Task prompt
Transcribe exactly the line that contains "Indicate the screen" and every line after it to the end of the entries, and nothing more.

Task material: Begin

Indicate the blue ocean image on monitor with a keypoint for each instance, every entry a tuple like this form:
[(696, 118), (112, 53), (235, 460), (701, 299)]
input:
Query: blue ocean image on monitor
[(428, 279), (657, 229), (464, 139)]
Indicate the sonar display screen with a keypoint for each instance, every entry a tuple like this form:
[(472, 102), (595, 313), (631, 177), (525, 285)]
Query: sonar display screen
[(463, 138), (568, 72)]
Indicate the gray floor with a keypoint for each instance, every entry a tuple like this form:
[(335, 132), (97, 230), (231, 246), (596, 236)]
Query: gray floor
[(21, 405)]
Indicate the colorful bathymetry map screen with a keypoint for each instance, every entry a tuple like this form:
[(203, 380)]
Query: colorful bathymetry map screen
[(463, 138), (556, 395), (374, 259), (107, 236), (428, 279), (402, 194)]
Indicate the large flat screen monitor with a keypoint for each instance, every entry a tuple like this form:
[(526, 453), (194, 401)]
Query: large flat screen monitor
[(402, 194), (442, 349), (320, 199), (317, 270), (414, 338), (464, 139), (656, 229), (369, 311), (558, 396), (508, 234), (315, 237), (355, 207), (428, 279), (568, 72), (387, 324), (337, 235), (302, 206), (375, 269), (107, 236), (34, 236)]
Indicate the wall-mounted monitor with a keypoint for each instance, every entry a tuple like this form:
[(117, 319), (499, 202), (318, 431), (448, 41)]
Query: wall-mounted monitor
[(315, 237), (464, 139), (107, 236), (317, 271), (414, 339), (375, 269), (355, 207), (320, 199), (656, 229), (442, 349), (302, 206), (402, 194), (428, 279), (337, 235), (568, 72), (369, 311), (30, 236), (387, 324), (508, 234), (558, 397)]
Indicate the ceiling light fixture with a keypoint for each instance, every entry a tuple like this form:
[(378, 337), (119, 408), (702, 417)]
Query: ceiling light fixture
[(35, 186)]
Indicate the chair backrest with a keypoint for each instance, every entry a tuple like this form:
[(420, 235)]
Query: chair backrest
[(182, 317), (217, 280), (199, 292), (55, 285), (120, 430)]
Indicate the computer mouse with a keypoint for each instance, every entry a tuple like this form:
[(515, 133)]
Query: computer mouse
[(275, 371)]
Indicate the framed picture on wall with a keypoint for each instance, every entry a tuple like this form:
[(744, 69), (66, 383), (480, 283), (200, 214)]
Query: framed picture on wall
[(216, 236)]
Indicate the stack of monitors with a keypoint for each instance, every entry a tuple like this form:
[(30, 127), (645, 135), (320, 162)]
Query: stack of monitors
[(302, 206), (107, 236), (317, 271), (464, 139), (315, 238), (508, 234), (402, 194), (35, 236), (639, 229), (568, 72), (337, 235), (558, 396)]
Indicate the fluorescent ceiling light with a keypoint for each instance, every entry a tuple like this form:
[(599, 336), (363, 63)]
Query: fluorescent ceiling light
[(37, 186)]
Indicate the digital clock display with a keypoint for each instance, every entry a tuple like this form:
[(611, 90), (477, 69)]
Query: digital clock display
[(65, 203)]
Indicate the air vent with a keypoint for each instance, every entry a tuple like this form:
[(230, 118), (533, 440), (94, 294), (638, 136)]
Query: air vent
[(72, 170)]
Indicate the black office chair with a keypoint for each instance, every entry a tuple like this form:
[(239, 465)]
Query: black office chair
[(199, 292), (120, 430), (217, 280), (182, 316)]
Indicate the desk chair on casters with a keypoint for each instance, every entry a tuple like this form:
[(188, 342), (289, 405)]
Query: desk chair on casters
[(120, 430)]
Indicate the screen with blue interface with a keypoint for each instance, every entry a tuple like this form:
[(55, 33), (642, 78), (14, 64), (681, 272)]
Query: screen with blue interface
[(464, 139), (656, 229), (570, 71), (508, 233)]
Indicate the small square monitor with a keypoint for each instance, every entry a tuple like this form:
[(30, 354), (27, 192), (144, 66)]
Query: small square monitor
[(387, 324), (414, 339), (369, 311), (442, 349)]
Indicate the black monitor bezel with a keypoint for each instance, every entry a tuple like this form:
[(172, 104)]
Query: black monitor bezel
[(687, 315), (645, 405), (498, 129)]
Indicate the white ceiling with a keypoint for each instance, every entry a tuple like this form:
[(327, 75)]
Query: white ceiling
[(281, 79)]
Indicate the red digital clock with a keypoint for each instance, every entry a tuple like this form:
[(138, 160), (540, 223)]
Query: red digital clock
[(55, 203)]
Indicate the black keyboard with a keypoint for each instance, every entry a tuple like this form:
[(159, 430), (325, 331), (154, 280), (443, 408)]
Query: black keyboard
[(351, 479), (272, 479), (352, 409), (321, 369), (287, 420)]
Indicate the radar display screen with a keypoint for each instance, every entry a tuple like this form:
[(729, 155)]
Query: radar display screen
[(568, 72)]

Task material: End

Worked solution
Indicate the screen with blue interface with a keypoint for each instance, every entry a tuple like this form:
[(55, 33), (642, 78), (14, 64), (681, 272)]
Query: screen with blue interface
[(464, 139), (656, 229), (570, 71), (508, 233)]
Indicate the small square monitor with a keypoint for each instance, every entry a tuple like this form:
[(30, 354), (27, 192), (144, 66)]
Query: small square monitor
[(387, 324), (414, 339), (369, 311), (442, 349)]
Indicate the black monitor bezel with a keypoint for each instance, every entry a tuple like this form:
[(172, 104)]
Query: black monitor bezel
[(687, 315), (645, 405), (498, 129)]
Indicate the white ceiling with a keypoint for each instance, every entry a tuple like this form:
[(327, 75)]
Query: white ceiling
[(281, 79)]
Indicate the red digital clock with a keypoint for each instance, every entry a tuple like this form:
[(138, 160), (540, 223)]
Query: red digital clock
[(55, 203)]
Indicate the black keyboard with a keypoint for each instance, every entry a tuple like this form:
[(159, 430), (325, 331), (154, 280), (443, 408)]
Query: black keyboard
[(351, 479), (272, 479), (352, 409), (321, 369), (287, 420)]
Indicate the radar display screen with a keypoint for each instance, every entry a tuple like this form:
[(729, 155)]
Query: radar display screen
[(568, 72)]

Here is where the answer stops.